### Written instruction
Reproduce each of the following entries verbatim, line for line.

(Source records)
· · · · ·

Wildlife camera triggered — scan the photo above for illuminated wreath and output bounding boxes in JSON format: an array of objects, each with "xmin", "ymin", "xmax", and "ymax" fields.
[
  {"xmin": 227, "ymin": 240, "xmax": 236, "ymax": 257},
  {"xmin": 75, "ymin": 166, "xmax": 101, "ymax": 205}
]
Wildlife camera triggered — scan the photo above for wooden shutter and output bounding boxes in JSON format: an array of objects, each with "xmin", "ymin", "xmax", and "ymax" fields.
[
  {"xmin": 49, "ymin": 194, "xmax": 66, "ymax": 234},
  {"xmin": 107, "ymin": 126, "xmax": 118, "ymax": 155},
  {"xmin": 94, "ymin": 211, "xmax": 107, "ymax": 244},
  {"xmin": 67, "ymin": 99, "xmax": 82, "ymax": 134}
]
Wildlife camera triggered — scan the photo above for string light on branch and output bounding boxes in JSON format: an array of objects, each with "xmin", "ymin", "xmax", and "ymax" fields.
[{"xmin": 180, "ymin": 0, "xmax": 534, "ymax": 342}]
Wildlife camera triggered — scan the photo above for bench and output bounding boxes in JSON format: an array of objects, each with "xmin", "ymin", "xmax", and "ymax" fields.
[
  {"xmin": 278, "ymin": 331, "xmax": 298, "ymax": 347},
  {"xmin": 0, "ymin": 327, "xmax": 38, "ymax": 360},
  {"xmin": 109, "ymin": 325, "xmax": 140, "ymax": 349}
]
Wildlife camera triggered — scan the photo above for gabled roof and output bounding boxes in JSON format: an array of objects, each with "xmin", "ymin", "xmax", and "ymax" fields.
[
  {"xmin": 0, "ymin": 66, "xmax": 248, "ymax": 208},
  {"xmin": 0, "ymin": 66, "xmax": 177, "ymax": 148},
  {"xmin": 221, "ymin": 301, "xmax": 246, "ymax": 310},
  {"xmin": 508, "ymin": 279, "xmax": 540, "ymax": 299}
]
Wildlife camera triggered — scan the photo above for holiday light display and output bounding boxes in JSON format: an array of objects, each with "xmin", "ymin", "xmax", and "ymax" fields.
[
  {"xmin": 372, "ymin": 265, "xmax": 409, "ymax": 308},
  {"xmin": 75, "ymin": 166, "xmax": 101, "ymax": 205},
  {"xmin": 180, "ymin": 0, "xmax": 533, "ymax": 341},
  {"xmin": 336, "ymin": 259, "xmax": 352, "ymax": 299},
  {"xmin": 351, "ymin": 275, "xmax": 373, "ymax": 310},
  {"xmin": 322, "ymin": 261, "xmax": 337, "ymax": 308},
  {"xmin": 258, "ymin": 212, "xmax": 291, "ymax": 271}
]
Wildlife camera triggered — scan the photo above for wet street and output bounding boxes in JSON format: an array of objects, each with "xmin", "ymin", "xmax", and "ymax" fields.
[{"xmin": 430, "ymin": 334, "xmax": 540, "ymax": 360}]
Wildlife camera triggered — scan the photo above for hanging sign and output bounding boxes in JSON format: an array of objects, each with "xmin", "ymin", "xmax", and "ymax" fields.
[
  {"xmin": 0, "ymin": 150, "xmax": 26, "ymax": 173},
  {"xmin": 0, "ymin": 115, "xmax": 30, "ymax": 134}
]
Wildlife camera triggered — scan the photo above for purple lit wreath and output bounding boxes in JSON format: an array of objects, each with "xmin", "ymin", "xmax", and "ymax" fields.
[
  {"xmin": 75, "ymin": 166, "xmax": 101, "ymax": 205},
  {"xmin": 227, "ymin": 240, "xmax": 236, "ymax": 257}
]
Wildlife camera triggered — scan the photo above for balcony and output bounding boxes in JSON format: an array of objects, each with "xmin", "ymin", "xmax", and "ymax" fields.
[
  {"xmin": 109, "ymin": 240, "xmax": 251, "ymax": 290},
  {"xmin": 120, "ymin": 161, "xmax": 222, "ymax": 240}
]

· · · · ·

### Solution to the problem
Wildlife camera triggered — scan the photo above for illuminated wreath and output bounding boxes in JSON format: an array of objects, each with "xmin", "ymin", "xmax", and "ymax" fields.
[
  {"xmin": 227, "ymin": 240, "xmax": 236, "ymax": 257},
  {"xmin": 75, "ymin": 166, "xmax": 101, "ymax": 205}
]
Wildlife camera triggered — scan the photo above for wooden shutter and output bounding boxes in JSON format: an array of objects, each with "xmin", "ymin", "xmax", and "ymax" fields.
[
  {"xmin": 49, "ymin": 194, "xmax": 66, "ymax": 234},
  {"xmin": 107, "ymin": 126, "xmax": 118, "ymax": 155},
  {"xmin": 94, "ymin": 211, "xmax": 107, "ymax": 244},
  {"xmin": 67, "ymin": 99, "xmax": 82, "ymax": 134}
]
Wildlife camera triggered — scan the photo above for string light on branch and output bounding boxes in JSON format: an array of objects, each with "xmin", "ymin", "xmax", and "ymax" fields.
[{"xmin": 180, "ymin": 0, "xmax": 534, "ymax": 342}]
Wildlife camera triggered — scan the photo above for bench and output bounding boxes in JSON format: an array of objects, each with "xmin", "ymin", "xmax", and "ymax" fields.
[
  {"xmin": 278, "ymin": 331, "xmax": 298, "ymax": 347},
  {"xmin": 0, "ymin": 327, "xmax": 38, "ymax": 360},
  {"xmin": 109, "ymin": 325, "xmax": 140, "ymax": 349}
]
Wildlife camera triggered — scan the photo above for gabled roof and output bounding boxes in JSON format: an array of objects, each with "xmin", "ymin", "xmax", and "ymax" fields.
[
  {"xmin": 0, "ymin": 66, "xmax": 248, "ymax": 208},
  {"xmin": 0, "ymin": 66, "xmax": 177, "ymax": 148},
  {"xmin": 221, "ymin": 301, "xmax": 246, "ymax": 310},
  {"xmin": 508, "ymin": 279, "xmax": 540, "ymax": 299}
]
Wildlife camera triggered — scan the photo above for holiday light display and output bounding boxes in JSON format: an array of objects, each with "xmin", "ymin", "xmax", and "ymax" fields.
[
  {"xmin": 372, "ymin": 265, "xmax": 409, "ymax": 308},
  {"xmin": 75, "ymin": 166, "xmax": 101, "ymax": 205},
  {"xmin": 180, "ymin": 0, "xmax": 533, "ymax": 341},
  {"xmin": 336, "ymin": 259, "xmax": 352, "ymax": 299},
  {"xmin": 351, "ymin": 275, "xmax": 373, "ymax": 310},
  {"xmin": 322, "ymin": 261, "xmax": 337, "ymax": 308},
  {"xmin": 258, "ymin": 212, "xmax": 291, "ymax": 271}
]
Wildlife camera triggered — scan the photo above for wet street and output bounding boxes in JSON format: an array of objects, each with "xmin", "ymin", "xmax", and "ymax" fields.
[{"xmin": 430, "ymin": 334, "xmax": 540, "ymax": 360}]
Wildlife camera triggered — scan the photo above for hanging sign and output bounding boxes in JSON format: an array of objects, each with "xmin", "ymin", "xmax", and "ymax" fields.
[
  {"xmin": 0, "ymin": 150, "xmax": 26, "ymax": 173},
  {"xmin": 0, "ymin": 115, "xmax": 30, "ymax": 134}
]
Wildlife camera triggered — scan the photo above for purple lit wreath and output bounding boxes in JSON format: an array of objects, each with "xmin", "ymin", "xmax", and "ymax" fields.
[
  {"xmin": 75, "ymin": 166, "xmax": 101, "ymax": 205},
  {"xmin": 227, "ymin": 240, "xmax": 236, "ymax": 257}
]
Wildlife camera triggered — scan the photo above for balcony and output bounding boxes in JSON format: an array of objects, each with "xmin", "ymin", "xmax", and "ymax" fields.
[
  {"xmin": 109, "ymin": 240, "xmax": 251, "ymax": 290},
  {"xmin": 120, "ymin": 161, "xmax": 222, "ymax": 240}
]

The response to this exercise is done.